Exercise directions.
Quote the whole listing word for word, please.

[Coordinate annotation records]

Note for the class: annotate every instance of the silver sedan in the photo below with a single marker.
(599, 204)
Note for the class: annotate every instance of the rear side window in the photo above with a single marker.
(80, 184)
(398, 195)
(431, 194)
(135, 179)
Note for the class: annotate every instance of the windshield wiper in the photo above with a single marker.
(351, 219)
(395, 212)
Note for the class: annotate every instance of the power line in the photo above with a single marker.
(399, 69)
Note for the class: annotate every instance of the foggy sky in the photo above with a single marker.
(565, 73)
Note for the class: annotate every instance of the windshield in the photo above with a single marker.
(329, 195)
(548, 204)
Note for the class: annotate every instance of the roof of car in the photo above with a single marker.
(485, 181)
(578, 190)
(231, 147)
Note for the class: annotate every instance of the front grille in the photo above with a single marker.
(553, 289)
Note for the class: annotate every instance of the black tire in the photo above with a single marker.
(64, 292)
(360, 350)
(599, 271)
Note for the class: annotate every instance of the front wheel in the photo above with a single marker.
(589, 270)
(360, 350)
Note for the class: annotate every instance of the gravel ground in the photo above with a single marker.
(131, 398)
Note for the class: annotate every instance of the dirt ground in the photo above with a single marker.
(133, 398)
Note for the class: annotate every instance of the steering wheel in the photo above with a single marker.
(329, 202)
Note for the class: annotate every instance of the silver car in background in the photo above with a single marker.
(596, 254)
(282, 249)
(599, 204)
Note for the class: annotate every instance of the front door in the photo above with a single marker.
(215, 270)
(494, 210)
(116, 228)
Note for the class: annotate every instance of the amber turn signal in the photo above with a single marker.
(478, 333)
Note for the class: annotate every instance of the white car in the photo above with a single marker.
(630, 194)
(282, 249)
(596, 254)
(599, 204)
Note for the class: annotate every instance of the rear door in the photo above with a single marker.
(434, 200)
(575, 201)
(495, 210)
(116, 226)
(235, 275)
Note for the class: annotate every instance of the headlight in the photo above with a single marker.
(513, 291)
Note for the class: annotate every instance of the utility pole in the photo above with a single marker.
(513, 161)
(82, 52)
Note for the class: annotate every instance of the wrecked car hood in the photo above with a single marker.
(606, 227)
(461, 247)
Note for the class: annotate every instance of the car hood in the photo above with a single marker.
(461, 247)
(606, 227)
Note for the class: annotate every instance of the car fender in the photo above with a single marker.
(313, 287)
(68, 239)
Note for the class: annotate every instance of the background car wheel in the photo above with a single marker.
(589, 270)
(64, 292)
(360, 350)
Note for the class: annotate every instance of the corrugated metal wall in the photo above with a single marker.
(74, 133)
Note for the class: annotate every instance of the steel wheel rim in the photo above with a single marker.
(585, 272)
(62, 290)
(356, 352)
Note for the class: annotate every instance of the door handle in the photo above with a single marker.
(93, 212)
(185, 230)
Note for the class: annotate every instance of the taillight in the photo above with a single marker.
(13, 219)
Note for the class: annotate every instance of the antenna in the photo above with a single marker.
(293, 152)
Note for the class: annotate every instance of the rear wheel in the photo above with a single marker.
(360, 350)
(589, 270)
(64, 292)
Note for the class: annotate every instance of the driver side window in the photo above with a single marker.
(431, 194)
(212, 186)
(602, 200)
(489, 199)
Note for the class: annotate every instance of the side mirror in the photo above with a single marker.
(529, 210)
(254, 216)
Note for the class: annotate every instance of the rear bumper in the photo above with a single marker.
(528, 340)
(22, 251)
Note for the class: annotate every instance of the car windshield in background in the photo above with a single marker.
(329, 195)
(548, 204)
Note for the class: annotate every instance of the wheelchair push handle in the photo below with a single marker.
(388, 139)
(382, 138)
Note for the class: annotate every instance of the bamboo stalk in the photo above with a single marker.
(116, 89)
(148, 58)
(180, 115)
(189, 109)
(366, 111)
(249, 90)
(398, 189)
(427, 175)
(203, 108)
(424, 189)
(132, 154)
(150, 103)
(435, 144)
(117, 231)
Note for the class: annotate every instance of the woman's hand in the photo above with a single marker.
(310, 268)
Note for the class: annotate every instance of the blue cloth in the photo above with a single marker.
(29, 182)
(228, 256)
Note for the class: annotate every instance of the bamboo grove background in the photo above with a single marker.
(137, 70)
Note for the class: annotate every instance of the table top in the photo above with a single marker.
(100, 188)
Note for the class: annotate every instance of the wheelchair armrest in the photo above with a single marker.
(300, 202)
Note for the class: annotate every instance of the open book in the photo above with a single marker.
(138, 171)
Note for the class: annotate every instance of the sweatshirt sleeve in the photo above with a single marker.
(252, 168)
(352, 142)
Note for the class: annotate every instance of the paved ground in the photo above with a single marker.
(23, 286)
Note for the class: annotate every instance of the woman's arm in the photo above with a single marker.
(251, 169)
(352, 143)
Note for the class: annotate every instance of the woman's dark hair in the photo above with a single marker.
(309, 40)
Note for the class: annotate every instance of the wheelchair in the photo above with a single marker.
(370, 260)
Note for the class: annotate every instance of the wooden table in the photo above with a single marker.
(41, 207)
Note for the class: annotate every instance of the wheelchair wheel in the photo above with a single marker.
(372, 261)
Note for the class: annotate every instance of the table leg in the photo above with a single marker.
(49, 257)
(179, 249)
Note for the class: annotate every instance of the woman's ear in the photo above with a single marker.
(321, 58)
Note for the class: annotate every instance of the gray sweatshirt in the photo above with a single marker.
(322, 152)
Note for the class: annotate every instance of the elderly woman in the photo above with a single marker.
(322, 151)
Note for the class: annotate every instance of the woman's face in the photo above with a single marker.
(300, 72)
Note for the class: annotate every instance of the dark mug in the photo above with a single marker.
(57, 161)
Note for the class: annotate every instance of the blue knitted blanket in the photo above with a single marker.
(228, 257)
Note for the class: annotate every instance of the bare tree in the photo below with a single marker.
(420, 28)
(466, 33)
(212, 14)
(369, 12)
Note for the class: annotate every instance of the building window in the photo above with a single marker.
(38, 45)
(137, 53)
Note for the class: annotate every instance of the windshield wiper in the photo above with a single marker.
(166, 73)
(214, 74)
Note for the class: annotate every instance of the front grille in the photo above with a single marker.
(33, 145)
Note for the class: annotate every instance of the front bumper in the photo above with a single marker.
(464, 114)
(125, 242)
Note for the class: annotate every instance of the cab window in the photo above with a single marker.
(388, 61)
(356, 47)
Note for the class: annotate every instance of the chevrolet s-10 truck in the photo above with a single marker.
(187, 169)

Expected answer.
Note for the class: annotate every instance of the silver sedan in the photo below with a single marker.
(599, 204)
Note for the class: annotate every instance of the rear side window in the photo above with a single marker.
(80, 184)
(398, 195)
(431, 194)
(135, 179)
Note for the class: annotate every instance of the windshield wiper in the photo above with a single marker.
(351, 219)
(395, 212)
Note for the class: annotate every instance of the power line in the photo above with a single marker.
(399, 69)
Note for the class: annotate every instance of the foggy sky in the photo above with a single marker.
(565, 73)
Note for the class: annotate every instance of the windshield in the photo above with a single marker.
(329, 195)
(548, 204)
Note for the class: annotate every instance of the roof of car in the photo above with a single marker.
(485, 181)
(578, 190)
(231, 147)
Note for the class: annotate every instance of the front grille in the photo above with a single marker.
(553, 289)
Note for the class: annotate every instance of the black tire in the photo above with a single marker.
(64, 292)
(360, 350)
(599, 271)
Note for the class: annotate every instance of the front wheel in the photo above with a single marker.
(589, 270)
(360, 350)
Note for the class: annotate every instance of the gravel ground in the photo above with a single marker.
(131, 398)
Note for the class: annotate every instance of the dirt ground in the photo above with a single marker.
(133, 398)
Note for the class: annotate every instance of the steering wheel in the photo above with a single marker.
(329, 202)
Note for the class: annotate every instance of the silver car in background in the photo above with a single marker.
(596, 254)
(282, 249)
(599, 204)
Note for the class: annotate every instance of the front door in the photo above with a single marker.
(215, 270)
(494, 210)
(116, 228)
Note for the class: annotate every instance of the amber turn signal in the photo above with a single marker.
(478, 333)
Note for the class: annotate every instance of the white car in the photo above with a single marker.
(630, 194)
(282, 249)
(596, 254)
(599, 204)
Note for the class: annotate every instance of the rear door in the photo above with a single marker.
(434, 200)
(575, 201)
(495, 210)
(116, 226)
(235, 275)
Note for the class: annotate every instance of the headlight in the photo above with a single marker.
(513, 291)
Note for the class: annotate every instance of the utility pole in the photo above with a single marker.
(513, 161)
(82, 52)
Note for the class: annotate every instance of the wrecked car hood in the photo above with a single marker.
(606, 227)
(461, 247)
Note for the class: annotate every instance of the car hood in the photo above with a single marker.
(461, 247)
(606, 227)
Note for the class: annotate every instance of the car fender in the photo above with a single marker.
(313, 287)
(68, 239)
Note for the class: annotate every instance of the background car wheel in the photo above with a single marker.
(589, 270)
(64, 292)
(360, 350)
Note for the class: annotate every instance of the corrugated metal wall in the photo above with a single marker.
(74, 133)
Note for the class: annotate every instance of the steel wheel rim in the photo above with a single marker.
(585, 272)
(62, 290)
(356, 352)
Note for the class: annotate every instance of the door handle in the photo above with a single marker.
(93, 212)
(185, 230)
Note for the class: annotate every instance of the taillight in the photo above with a single marker.
(13, 219)
Note for the class: annotate every instance of the antenna in the photo above with a single marker.
(293, 152)
Note for the class: annotate every instance of the rear wheel in the photo above with a single marker.
(360, 350)
(589, 270)
(64, 292)
Note for the class: annotate every instance of the driver side window in the photo above with a single marker.
(431, 194)
(212, 186)
(602, 200)
(489, 199)
Note for the class: annotate every instance of the side mirror in the photo above with a single marker.
(529, 210)
(254, 216)
Note for the class: annotate every instance of the rear bumper in the photo above with a single marker.
(528, 340)
(22, 251)
Note for the class: annotate every instance of the car windshield in background in the photo above with a single marker.
(329, 195)
(548, 204)
Note for the class: annotate every instance of the wheelchair push handle in the photo below with a single marker.
(388, 139)
(382, 138)
Note for the class: annotate every instance of the bamboo stalk in the photo above with a single marker.
(116, 89)
(148, 58)
(180, 115)
(189, 109)
(366, 111)
(249, 90)
(398, 189)
(427, 175)
(203, 108)
(424, 189)
(132, 154)
(150, 103)
(435, 144)
(117, 231)
Note for the class: annotate every instance of the woman's hand in the photo above with a single marker.
(310, 268)
Note for the class: annotate every instance of the blue cloth in the photo above with a single marker.
(29, 182)
(228, 256)
Note for the class: annotate every instance of the bamboo grove background in the photo above with a single marker.
(137, 70)
Note for the class: annotate every instance of the table top in the photo above with a single marker.
(100, 188)
Note for the class: annotate every instance of the wheelchair armrest in the photo above with a single marker.
(300, 202)
Note for the class: annotate every instance of the open book in the photo above with a single marker.
(138, 171)
Note for the class: annotate every instance of the sweatshirt sleeve in the photo above with a single marker.
(252, 168)
(352, 142)
Note for the class: annotate every instance of the paved ground in the photo above with a single marker.
(23, 286)
Note for the class: annotate every instance of the woman's arm in the photo above with a single marker.
(251, 169)
(352, 143)
Note for the class: annotate every instance of the woman's dark hair in the photo above with a single marker.
(309, 40)
Note for the class: annotate every instance of the wheelchair in the photo above with a single marker.
(370, 260)
Note for the class: annotate every instance of the wooden table in the photo above with a single marker.
(41, 207)
Note for the class: annotate every instance of the wheelchair wheel in the photo above with a single marker.
(372, 261)
Note for the class: annotate every instance of the table leg in the photo above with a single marker.
(49, 257)
(179, 249)
Note for the class: annotate every instance of the woman's ear in the photo above with a single marker.
(321, 58)
Note for the class: annotate every instance of the gray sweatshirt in the photo above with a single marker.
(322, 152)
Note for the class: annotate every instance of the elderly woman in the photo above with a single marker.
(322, 151)
Note for the class: annotate every instance of the woman's face in the photo above with a single marker.
(300, 72)
Note for the class: annotate every instance of the dark mug in the photo above with a single marker.
(57, 161)
Note for the class: annotate every instance of the blue knitted blanket in the photo above with a single marker.
(228, 257)
Note for the class: annotate every instance of the bare tree in the photo below with a single marker.
(420, 28)
(466, 33)
(212, 14)
(369, 12)
Note for the class: annotate every instance of the building window in the photo above with a single marker.
(38, 45)
(137, 53)
Note for the class: annotate every instance of the windshield wiper in the photo above with a single marker.
(166, 73)
(214, 74)
Note for the class: annotate every instance of the front grille in the photo above with a single marker.
(33, 145)
Note for the class: annotate every instance of the front bumper in the photo above with a single marker.
(464, 114)
(125, 242)
Note for the class: annotate every instance of the cab window in the photo above with a single marker.
(388, 61)
(356, 47)
Note for the class: annotate every instance of the chevrolet s-10 truck in the photo above with a single marker.
(187, 169)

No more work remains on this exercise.